Task description
In the data below, format the lines starting at the one containing "locate red tractor" and ending at the one containing "left=27, top=0, right=263, bottom=239", both included, as a numbered list, leaving out any blank lines.
=== Material for the task ===
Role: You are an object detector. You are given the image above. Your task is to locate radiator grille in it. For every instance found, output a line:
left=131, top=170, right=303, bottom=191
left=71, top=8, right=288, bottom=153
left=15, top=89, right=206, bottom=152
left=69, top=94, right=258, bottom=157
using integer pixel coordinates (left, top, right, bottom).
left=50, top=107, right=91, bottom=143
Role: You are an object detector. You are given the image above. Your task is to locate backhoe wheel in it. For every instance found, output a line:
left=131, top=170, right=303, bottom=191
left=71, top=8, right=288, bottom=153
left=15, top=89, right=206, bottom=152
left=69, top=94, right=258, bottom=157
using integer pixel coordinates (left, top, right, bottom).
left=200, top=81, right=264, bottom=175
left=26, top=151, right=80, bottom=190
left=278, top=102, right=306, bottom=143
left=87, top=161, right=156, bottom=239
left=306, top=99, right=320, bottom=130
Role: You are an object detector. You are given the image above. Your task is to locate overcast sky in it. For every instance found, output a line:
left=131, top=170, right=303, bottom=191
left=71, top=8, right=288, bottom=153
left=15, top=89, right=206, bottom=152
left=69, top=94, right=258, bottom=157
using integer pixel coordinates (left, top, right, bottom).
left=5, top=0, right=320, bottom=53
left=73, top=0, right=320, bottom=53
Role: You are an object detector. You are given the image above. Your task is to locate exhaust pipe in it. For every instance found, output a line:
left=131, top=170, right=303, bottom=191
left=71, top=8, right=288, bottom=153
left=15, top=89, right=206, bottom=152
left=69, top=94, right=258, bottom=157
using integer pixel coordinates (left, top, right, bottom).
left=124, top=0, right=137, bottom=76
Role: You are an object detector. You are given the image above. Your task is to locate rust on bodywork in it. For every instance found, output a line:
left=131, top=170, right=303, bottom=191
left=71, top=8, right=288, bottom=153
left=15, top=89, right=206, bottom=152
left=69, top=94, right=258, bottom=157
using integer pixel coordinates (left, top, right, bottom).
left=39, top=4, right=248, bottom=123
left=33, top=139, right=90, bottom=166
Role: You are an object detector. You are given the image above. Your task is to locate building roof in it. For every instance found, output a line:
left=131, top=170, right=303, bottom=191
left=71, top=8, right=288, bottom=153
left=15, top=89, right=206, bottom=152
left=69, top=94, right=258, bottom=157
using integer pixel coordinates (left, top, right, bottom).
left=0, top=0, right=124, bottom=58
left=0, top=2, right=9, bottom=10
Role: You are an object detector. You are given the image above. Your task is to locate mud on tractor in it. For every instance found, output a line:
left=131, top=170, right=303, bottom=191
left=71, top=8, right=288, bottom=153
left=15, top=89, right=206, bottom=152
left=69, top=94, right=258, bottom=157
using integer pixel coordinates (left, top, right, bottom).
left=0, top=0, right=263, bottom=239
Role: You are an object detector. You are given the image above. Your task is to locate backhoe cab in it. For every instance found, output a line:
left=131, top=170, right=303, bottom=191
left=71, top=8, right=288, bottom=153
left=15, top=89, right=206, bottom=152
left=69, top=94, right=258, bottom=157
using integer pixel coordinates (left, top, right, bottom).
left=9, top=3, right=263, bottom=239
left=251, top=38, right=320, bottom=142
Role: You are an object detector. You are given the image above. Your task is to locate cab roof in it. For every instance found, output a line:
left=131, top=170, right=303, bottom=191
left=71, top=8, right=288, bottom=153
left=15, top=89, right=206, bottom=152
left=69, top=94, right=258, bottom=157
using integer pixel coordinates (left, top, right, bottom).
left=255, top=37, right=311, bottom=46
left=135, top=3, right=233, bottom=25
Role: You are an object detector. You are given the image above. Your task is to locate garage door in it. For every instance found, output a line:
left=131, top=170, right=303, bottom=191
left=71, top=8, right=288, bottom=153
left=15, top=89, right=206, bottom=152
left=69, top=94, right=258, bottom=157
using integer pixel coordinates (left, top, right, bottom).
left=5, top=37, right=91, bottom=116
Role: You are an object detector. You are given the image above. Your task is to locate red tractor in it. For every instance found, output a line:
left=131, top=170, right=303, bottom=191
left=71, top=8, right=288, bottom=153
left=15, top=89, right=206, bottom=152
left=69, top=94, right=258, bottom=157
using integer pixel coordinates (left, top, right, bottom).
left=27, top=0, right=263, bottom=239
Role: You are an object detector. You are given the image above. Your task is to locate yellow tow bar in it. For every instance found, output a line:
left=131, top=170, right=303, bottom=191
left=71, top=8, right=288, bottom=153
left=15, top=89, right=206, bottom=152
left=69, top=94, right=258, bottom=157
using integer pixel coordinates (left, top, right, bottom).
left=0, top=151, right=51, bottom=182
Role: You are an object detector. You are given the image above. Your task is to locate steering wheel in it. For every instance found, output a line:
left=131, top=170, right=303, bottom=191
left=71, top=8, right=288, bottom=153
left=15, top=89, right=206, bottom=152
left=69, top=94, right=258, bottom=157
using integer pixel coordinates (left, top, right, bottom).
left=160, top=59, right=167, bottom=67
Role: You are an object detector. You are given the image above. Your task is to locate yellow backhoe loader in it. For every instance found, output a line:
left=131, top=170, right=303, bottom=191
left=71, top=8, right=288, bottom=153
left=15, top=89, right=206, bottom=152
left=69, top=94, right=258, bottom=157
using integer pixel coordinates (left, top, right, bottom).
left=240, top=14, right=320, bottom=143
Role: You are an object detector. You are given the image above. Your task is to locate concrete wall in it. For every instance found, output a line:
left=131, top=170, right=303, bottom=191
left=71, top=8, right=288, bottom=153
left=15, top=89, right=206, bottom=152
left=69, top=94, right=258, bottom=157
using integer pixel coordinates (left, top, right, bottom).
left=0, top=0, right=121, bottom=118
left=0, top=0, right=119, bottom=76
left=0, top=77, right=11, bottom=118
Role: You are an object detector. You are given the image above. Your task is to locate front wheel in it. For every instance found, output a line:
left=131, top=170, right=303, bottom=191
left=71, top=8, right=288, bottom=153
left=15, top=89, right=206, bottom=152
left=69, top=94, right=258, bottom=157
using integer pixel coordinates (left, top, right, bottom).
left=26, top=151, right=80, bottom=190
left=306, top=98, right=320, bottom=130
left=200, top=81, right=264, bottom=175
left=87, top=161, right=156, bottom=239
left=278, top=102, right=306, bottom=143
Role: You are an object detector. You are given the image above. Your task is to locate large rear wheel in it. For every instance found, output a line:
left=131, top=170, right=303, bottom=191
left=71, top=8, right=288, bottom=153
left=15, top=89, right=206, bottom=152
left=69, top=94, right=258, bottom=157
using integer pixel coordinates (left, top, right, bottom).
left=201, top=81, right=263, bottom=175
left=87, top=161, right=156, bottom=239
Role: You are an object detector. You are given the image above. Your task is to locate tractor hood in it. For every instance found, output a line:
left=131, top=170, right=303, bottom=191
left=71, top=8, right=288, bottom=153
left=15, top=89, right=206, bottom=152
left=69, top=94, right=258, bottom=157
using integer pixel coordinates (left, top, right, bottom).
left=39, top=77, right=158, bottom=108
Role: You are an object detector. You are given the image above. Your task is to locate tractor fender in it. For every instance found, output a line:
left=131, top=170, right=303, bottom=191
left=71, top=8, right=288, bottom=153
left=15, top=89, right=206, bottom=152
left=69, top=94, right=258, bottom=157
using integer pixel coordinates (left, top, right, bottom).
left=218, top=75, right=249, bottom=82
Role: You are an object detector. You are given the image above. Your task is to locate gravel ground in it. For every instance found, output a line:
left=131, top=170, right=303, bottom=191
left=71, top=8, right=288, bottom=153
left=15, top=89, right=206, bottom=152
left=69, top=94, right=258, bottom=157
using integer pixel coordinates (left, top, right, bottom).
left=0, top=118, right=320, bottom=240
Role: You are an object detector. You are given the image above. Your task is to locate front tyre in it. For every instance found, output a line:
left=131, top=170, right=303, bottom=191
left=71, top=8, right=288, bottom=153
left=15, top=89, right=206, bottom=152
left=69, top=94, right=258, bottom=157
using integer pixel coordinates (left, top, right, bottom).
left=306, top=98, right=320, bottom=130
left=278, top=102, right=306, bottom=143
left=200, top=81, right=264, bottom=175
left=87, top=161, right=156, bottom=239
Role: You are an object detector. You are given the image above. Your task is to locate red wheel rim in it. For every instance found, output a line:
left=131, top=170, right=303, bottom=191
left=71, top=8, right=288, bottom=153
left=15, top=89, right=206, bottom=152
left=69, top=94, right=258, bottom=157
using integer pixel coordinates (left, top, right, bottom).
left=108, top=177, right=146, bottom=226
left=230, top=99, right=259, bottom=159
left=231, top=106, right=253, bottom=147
===
=== Material for the task ===
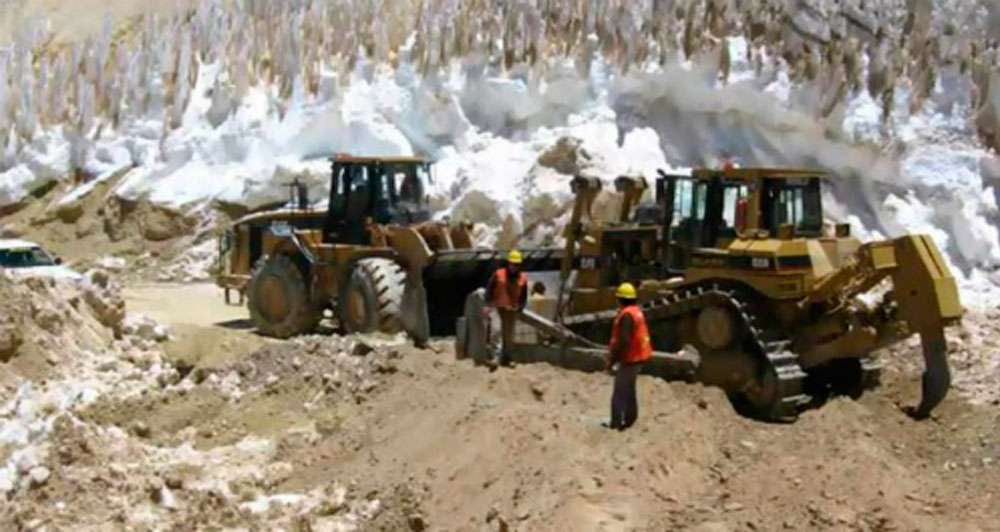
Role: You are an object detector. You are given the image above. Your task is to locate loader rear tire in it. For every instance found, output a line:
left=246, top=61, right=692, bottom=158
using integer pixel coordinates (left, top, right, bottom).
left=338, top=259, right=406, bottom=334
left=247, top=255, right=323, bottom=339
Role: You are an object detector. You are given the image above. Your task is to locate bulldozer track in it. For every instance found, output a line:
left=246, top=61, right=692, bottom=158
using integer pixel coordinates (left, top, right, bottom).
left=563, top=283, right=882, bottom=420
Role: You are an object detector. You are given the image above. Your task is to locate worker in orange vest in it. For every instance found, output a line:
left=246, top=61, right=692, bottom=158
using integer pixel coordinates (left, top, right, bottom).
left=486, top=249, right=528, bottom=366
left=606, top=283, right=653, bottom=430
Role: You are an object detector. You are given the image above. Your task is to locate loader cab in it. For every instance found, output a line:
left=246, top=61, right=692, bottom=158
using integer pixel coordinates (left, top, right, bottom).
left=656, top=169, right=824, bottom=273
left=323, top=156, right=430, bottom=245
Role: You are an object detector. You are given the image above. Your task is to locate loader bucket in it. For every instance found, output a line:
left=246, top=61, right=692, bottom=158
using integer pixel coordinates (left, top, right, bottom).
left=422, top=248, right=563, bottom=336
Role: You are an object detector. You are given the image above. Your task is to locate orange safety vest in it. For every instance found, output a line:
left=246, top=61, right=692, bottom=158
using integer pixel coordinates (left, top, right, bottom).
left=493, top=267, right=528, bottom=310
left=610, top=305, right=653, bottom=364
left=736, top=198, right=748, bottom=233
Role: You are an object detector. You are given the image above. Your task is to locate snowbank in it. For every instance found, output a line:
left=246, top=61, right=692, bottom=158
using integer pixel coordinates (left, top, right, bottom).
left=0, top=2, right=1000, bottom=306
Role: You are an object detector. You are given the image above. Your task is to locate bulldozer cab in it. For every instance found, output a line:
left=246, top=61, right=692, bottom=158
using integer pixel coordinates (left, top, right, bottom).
===
=== Material for the task ===
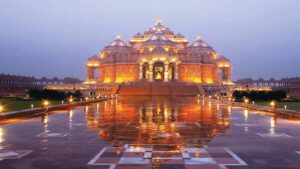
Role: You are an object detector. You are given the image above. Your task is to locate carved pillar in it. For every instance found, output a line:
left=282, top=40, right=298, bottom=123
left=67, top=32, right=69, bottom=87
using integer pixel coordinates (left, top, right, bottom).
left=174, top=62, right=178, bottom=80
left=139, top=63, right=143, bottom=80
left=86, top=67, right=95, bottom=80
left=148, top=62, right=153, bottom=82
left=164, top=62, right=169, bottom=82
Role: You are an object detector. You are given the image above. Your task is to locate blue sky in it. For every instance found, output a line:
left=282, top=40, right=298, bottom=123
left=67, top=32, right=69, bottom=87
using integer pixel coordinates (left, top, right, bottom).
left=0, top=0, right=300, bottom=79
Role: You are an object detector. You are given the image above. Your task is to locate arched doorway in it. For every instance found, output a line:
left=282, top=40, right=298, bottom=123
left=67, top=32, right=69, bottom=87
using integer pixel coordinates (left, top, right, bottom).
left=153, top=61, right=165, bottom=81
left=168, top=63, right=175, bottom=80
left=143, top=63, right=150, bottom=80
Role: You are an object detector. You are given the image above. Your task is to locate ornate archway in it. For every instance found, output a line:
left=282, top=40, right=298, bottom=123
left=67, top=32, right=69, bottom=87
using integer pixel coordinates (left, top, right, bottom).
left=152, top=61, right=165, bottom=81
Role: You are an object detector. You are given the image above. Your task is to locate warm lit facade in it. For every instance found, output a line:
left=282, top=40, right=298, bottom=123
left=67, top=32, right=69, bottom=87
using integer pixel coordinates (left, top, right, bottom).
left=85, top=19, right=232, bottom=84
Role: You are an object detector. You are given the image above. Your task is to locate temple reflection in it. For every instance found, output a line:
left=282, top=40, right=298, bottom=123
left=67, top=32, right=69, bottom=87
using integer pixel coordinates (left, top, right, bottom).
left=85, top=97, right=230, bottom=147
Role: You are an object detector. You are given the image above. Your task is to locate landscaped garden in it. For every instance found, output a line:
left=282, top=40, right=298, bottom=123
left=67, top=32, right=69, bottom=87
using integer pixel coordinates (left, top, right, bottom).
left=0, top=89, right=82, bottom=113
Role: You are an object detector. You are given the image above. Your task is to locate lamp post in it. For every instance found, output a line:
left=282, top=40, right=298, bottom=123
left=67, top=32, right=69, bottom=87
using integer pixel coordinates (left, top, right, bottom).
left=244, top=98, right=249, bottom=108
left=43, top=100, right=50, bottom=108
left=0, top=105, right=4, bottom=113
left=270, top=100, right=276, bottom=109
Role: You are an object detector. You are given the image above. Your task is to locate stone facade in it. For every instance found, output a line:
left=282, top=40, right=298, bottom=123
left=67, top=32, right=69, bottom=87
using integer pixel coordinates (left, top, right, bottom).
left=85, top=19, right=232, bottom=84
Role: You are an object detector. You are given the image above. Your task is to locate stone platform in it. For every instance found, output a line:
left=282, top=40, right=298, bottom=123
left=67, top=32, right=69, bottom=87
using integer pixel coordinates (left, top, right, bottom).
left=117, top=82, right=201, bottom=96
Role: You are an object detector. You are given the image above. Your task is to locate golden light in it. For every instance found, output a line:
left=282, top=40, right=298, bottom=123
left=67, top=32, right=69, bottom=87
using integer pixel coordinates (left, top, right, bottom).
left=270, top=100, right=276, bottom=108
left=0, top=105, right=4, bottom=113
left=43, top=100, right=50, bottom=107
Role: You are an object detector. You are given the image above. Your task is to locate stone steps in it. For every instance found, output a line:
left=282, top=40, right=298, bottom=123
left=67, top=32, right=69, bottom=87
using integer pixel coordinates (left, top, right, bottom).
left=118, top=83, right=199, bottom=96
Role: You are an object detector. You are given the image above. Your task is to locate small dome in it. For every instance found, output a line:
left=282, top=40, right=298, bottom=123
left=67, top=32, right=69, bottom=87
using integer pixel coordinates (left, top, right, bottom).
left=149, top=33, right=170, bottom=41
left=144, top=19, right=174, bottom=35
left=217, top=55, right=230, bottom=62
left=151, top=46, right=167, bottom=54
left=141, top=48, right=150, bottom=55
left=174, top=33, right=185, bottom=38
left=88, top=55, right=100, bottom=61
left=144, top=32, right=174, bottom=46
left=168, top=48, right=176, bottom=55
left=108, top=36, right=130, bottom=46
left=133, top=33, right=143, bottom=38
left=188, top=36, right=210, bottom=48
===
Complete answer
1. Role: You are an object detector. You are given the image above. Your task is to locate red tractor in it. For every instance found, output a line:
2. left=131, top=170, right=303, bottom=191
3. left=71, top=8, right=288, bottom=153
4. left=15, top=89, right=206, bottom=152
5. left=69, top=94, right=258, bottom=157
6. using integer pixel coordinates (left, top, right, bottom).
7. left=27, top=0, right=263, bottom=239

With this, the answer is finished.